先月、FBI は、医療機関に FTP サーバーの安全性に関する PIN(Private Industry Notification)警告を出しました。この警告には特定の脅威は示されていませんが、専門家は、FBI は正当な理由がなければ警告は出さない、と指摘しています。
サイバー犯罪者にとって医療機関は恰好の標的
保護される健康情報(PHI)は、ブラックマーケットではクレジットカードのデータよりも価値があるようになりました。つまり、医療機関は銀行や商店などより収益性の高い恰好の標的になるということです。クレジットカードデータの有効期限は、銀行が違反を発見して影響を受けるクレジットカードを凍結するまでです。一方、健康データには、より豊富な情報(保険会社、雇用会社、社会保障、生年月日など)が含まれているため、不正なデータ使用を防止することは非常に困難です。健康データは、保険詐欺、薬物や医療機器の不法購入、身元確認にも使用することができます。
FTP サーバーは容易に侵入可能
FTP サーバーは、ハッカーにとっては手に入れやすい獲物です。小規模な医院や歯科医院では、何年か前の手軽なソフトウェアに処理内容を埋め込んでいるかもしれません。リコーやゼロックスのプリンタに入っているかもしれません。片隅のコーナーやクローゼットに監視する人がいないまま置き去りにされていたのを見つけたという報告もあります。
ミシガン大学が2015年に発表した研究では、1380万の FTP サーバーがインターネットに接続されています。さらに悪いことに、そのうちの110万が匿名(パスワード不要)で、オープンインターネットに6億件のファイルやディレクトリを公開していました。Minxomat と名乗るセキュリティ専門家が2016年9月に、同じ FTP エニュメレータ・コードを使用して調査したところ、75万以上が依然として匿名 FTP サーバーとして公開されていることがわかりました。
セキュアな FTP も攻撃対象
4年ほど前までは、企業のセキュリティは、ほとんどが境界部分とエンドポイントの防御に集中していました。 サイバー犯罪者を信頼できるネットワークの外に置くことができれば安心できるので、「高い壁と深い堀」と形容されることもありました。ですが、サイバー犯罪者の狡知さは形容をあざ笑うかのように軽々と防御を破ります。境界部分の防御に対しては、洗練されたフィッシング攻撃から狙った企業の駐車場にメモリスティックを落とすような簡単なアプローチまで、幅広い手法で攻撃できます。
私たちは現在、企業セキュリティ専門家からの最も賢明なアドバイスが、「すでにハッキングされていると仮定しなさい。」であるような世界に住んでいます。高校生ハッカーたちが、防御を超えて逃げる方法を見つけ出すために2年を辛抱強く費やすサイバー犯罪組織に組み込まれるような、高度な持続的脅威(Advanced Persistent Threats 、APT)の世界に住んでいます。
この新しい世界においては、セキュアな FTP すら安全とは言えなくなってきています。FTPS(SSL / TLS)とSFTP(SSH)は、FTP 経由で送信されるデータの暗号化を提供します。確かに、データは転送中に盗まれることはありません。 しかし、ハッカーがすでにネットワークに接続している場合、どれぐらい時間がかかるかだけの問題で、FTP サーバーにアクセスすることはできてしまいます。

### 作業依頼 A
FTP サーバーの安全性を扱った抜粋本文で、健康データに含まれる豊富な情報として括弧内に挙げられているものは何ですか。すべて書き出してください。
### 作業依頼 B
抜粋本文の「ミシガン大学が2015年に発表した研究では、1380万の FTP サーバーがインターネットに接続されています。」という一文を英語にするとどうなりますか。

保存済みエントリ:
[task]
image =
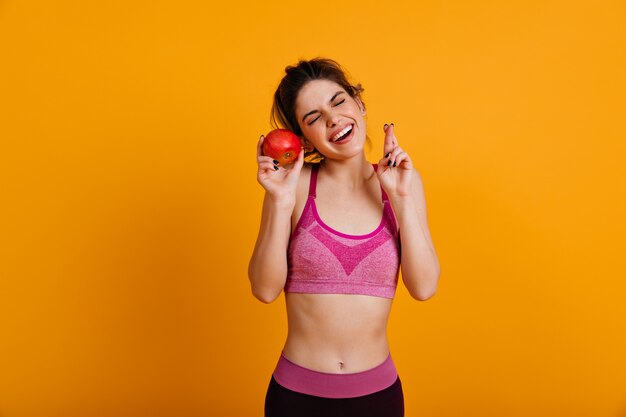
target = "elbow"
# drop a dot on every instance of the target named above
(264, 296)
(425, 293)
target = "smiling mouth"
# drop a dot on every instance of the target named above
(343, 134)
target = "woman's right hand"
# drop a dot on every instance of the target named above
(279, 182)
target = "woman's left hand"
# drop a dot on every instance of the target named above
(395, 169)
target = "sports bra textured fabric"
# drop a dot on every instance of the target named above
(322, 260)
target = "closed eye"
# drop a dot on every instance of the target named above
(313, 121)
(334, 105)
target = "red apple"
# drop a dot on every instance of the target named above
(282, 145)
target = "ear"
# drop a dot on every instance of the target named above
(360, 103)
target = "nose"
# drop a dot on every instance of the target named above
(332, 120)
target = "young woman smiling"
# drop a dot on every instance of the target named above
(330, 239)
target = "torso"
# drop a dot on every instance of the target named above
(338, 333)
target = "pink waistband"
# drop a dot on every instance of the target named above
(330, 385)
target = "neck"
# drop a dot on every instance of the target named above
(351, 172)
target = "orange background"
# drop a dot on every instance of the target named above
(129, 204)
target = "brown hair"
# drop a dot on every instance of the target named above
(296, 76)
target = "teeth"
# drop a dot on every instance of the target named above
(340, 134)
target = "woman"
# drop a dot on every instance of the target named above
(330, 238)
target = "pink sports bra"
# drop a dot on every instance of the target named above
(322, 260)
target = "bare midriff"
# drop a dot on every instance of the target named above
(337, 333)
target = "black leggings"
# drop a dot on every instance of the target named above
(283, 402)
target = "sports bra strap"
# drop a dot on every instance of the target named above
(313, 182)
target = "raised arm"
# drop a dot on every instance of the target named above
(403, 184)
(267, 269)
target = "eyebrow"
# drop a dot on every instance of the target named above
(317, 111)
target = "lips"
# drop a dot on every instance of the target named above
(342, 134)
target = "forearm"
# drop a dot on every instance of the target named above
(419, 262)
(267, 269)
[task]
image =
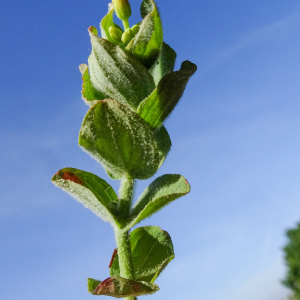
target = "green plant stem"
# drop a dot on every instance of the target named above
(122, 237)
(125, 197)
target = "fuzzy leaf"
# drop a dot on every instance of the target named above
(106, 22)
(90, 190)
(92, 284)
(116, 74)
(146, 45)
(120, 139)
(89, 94)
(119, 287)
(152, 250)
(159, 193)
(163, 142)
(159, 105)
(164, 64)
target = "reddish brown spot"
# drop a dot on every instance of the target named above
(113, 257)
(106, 287)
(72, 177)
(137, 288)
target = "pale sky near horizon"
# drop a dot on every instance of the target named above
(235, 136)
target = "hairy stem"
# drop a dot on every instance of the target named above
(125, 197)
(122, 237)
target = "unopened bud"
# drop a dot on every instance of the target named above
(122, 9)
(135, 29)
(127, 36)
(115, 34)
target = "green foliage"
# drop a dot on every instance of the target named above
(158, 106)
(147, 44)
(90, 190)
(151, 251)
(118, 75)
(120, 139)
(164, 64)
(89, 94)
(119, 287)
(132, 89)
(158, 194)
(292, 259)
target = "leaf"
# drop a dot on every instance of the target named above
(90, 190)
(89, 94)
(120, 139)
(106, 22)
(163, 142)
(119, 287)
(146, 45)
(159, 105)
(118, 75)
(159, 193)
(164, 64)
(92, 284)
(152, 250)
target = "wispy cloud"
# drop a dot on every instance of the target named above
(263, 286)
(266, 33)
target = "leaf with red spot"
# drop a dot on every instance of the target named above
(151, 251)
(158, 194)
(120, 287)
(90, 190)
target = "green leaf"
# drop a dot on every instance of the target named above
(159, 193)
(119, 139)
(106, 22)
(92, 284)
(90, 190)
(163, 142)
(152, 250)
(159, 105)
(89, 94)
(164, 64)
(146, 45)
(119, 287)
(118, 75)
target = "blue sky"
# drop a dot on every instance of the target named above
(235, 135)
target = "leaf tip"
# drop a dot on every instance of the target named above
(93, 31)
(188, 67)
(92, 284)
(67, 175)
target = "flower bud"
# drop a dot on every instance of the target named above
(115, 34)
(127, 36)
(135, 29)
(122, 9)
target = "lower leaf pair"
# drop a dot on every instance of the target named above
(97, 195)
(151, 251)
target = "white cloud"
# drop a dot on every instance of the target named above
(266, 33)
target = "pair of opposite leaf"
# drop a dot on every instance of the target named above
(128, 137)
(151, 250)
(149, 93)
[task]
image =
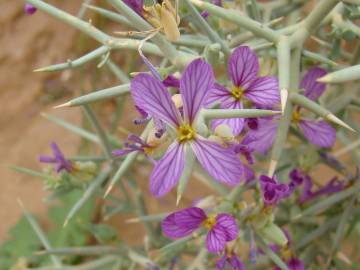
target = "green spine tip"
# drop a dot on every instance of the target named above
(108, 190)
(132, 220)
(272, 167)
(178, 199)
(284, 94)
(325, 79)
(67, 104)
(331, 117)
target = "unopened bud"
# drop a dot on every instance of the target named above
(224, 131)
(177, 99)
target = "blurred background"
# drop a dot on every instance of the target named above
(30, 42)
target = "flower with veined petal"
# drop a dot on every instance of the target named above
(221, 228)
(151, 96)
(243, 68)
(61, 163)
(318, 132)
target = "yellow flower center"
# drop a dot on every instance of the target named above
(210, 222)
(186, 133)
(237, 92)
(296, 117)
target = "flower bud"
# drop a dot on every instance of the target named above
(224, 131)
(273, 234)
(177, 99)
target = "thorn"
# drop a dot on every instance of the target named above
(178, 198)
(283, 97)
(66, 222)
(297, 217)
(325, 79)
(19, 201)
(108, 191)
(132, 220)
(67, 104)
(338, 121)
(272, 167)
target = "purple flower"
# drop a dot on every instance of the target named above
(58, 159)
(171, 81)
(293, 264)
(297, 177)
(243, 69)
(135, 143)
(317, 132)
(136, 5)
(151, 96)
(221, 228)
(313, 88)
(29, 9)
(262, 138)
(273, 191)
(232, 260)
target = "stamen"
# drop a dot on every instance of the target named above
(296, 117)
(186, 133)
(210, 222)
(237, 92)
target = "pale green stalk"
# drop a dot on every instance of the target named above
(99, 130)
(40, 234)
(234, 16)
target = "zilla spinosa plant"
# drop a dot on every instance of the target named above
(247, 97)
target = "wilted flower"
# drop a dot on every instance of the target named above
(221, 228)
(29, 9)
(307, 194)
(273, 191)
(232, 260)
(243, 69)
(151, 96)
(58, 159)
(318, 132)
(163, 16)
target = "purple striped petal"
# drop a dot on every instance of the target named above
(167, 170)
(248, 173)
(183, 222)
(218, 93)
(262, 138)
(150, 95)
(171, 81)
(318, 132)
(220, 264)
(221, 163)
(236, 124)
(243, 66)
(228, 224)
(195, 85)
(313, 89)
(215, 240)
(264, 91)
(47, 159)
(236, 263)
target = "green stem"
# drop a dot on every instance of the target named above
(99, 130)
(234, 16)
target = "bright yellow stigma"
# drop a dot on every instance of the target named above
(186, 133)
(237, 92)
(296, 117)
(210, 222)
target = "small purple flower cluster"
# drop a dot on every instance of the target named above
(317, 132)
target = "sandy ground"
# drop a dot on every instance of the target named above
(28, 42)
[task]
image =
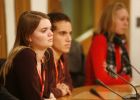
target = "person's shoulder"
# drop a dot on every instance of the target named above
(26, 53)
(99, 37)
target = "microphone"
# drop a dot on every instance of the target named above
(104, 85)
(131, 65)
(93, 91)
(132, 96)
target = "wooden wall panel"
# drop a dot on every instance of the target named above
(54, 6)
(3, 46)
(21, 6)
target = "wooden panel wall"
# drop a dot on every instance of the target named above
(3, 46)
(21, 6)
(54, 6)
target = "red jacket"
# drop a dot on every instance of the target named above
(95, 63)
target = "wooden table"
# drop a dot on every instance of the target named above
(83, 93)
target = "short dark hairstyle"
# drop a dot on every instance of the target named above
(56, 17)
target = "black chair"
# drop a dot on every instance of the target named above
(4, 94)
(2, 61)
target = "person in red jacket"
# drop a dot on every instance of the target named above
(108, 54)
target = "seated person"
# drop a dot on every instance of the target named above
(24, 72)
(108, 51)
(61, 83)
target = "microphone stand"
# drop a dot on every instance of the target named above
(137, 96)
(104, 85)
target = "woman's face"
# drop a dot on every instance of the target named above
(42, 37)
(121, 21)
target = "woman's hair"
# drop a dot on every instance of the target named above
(56, 17)
(107, 20)
(27, 24)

### 出力結果 A
保険会社、雇用会社、社会保障、生年月日

### 出力結果 B
According to a study published by the University of Michigan in 2015, 13.8 million FTP servers are connected to the internet.